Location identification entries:
——————

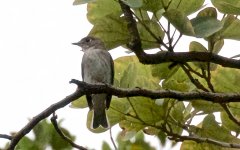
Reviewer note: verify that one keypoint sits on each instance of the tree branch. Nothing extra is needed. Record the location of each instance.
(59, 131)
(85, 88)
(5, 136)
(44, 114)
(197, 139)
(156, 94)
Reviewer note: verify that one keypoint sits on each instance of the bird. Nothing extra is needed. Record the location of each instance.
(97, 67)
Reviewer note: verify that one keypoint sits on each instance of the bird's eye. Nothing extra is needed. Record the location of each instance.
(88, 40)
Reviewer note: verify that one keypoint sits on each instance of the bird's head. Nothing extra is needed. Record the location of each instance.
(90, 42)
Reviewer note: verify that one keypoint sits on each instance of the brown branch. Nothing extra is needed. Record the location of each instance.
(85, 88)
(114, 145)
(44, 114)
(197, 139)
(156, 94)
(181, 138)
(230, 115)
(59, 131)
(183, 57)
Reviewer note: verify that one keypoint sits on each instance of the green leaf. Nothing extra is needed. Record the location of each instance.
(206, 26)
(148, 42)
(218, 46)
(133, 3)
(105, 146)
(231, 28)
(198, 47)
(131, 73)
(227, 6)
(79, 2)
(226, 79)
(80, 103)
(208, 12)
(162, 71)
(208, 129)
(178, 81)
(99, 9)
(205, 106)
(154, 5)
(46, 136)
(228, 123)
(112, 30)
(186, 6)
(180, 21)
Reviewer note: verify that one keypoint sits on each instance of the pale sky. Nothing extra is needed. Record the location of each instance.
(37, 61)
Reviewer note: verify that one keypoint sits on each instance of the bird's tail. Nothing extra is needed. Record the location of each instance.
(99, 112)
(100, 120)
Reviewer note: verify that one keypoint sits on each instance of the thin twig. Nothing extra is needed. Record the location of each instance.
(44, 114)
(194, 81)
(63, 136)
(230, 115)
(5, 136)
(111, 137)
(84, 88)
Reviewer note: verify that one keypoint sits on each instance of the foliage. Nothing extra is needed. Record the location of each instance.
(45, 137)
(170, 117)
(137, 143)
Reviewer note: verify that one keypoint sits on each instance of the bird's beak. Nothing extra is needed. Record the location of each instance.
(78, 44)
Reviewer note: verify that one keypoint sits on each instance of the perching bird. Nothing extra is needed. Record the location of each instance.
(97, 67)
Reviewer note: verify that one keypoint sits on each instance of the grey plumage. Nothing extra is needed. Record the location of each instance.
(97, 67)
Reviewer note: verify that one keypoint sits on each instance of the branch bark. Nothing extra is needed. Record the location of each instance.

——————

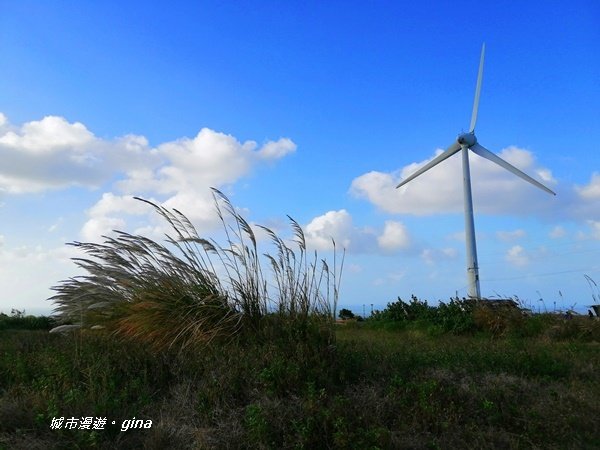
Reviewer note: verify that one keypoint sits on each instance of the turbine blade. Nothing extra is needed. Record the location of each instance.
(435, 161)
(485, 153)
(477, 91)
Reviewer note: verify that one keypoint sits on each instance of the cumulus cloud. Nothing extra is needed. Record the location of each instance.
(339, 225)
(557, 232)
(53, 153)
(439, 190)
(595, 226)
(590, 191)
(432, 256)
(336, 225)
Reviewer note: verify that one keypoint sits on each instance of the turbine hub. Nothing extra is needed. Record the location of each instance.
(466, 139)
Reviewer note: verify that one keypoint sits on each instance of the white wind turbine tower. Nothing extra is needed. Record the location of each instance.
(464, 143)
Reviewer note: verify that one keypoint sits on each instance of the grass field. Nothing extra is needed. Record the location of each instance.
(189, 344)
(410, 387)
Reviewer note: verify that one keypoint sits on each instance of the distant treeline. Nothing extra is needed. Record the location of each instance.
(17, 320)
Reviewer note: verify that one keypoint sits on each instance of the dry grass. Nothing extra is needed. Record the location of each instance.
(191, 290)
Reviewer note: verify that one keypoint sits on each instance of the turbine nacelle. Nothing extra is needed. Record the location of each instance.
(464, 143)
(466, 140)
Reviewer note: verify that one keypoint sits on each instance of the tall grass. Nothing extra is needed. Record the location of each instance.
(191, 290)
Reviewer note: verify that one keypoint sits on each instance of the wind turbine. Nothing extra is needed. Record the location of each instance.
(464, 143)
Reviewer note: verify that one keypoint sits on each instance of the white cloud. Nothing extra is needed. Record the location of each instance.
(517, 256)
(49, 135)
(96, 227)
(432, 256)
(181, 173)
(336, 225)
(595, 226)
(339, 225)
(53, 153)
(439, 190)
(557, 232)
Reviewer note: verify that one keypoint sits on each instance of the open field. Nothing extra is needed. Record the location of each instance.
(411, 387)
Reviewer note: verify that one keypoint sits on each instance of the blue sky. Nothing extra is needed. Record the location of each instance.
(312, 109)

——————

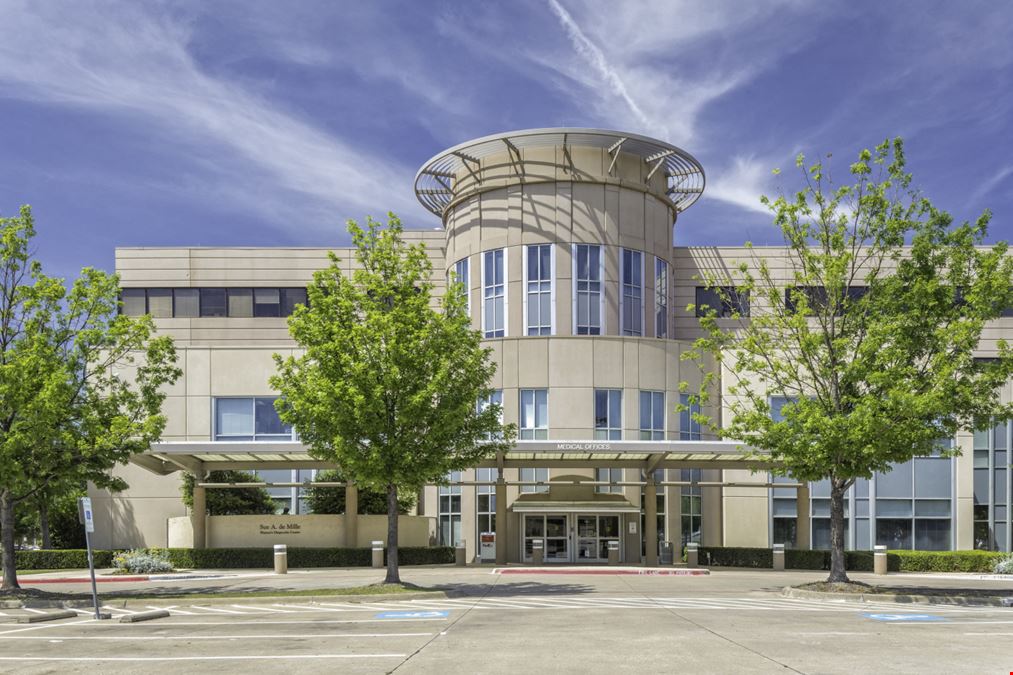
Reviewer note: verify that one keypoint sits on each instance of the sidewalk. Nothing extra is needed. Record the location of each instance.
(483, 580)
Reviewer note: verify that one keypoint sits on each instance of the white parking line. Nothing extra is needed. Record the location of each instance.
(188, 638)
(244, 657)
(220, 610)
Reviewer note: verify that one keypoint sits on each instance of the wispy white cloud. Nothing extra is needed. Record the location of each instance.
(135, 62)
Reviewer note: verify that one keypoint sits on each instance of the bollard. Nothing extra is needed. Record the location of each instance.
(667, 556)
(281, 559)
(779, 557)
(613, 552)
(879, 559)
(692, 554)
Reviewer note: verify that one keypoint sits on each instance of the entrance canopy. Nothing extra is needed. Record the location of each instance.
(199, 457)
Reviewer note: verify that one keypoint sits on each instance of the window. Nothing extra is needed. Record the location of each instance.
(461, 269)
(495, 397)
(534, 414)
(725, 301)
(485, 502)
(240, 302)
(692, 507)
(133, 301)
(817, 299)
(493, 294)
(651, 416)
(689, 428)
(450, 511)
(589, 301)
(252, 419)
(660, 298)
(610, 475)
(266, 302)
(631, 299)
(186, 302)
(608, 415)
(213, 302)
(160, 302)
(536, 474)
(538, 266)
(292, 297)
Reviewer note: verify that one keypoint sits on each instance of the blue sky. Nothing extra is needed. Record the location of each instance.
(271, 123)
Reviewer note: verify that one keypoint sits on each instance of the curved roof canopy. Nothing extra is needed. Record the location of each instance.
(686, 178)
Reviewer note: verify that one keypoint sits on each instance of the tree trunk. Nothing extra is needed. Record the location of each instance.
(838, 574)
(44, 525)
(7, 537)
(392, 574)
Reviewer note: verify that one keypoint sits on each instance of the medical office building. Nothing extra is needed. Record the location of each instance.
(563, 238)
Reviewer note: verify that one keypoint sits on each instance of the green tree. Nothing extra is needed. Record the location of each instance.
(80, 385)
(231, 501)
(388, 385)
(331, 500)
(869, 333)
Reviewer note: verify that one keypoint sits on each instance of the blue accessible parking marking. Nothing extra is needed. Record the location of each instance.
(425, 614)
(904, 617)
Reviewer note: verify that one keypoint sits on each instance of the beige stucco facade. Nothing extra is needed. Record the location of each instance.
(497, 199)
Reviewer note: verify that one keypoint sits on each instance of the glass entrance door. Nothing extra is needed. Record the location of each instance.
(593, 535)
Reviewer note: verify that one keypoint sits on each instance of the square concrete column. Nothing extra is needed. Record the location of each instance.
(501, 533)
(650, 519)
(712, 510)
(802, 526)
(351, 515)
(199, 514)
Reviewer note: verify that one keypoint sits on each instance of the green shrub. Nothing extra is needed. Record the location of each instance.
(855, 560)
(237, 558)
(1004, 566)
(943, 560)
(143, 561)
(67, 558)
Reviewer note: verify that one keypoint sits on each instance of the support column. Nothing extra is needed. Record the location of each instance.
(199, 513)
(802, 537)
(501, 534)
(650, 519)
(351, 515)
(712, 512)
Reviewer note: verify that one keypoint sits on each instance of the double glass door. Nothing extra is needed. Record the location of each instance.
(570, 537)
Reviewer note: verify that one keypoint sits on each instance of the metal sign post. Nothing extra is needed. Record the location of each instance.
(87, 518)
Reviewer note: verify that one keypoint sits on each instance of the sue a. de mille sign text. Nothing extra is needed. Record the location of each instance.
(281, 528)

——————

WHAT THIS TASK INVOLVES: Pull out every line of the records above that contains the string "field", treating uppercase and lowercase letters as different.

WRITTEN SOLUTION:
Reviewer note: verify that one keypoint sits on each instance of the grass field. Nothing extra is needed. Record the location of each instance.
Reviewer note: verify that one keypoint sits on each instance of the open field. Nothing extra is needed. Record the location of each instance.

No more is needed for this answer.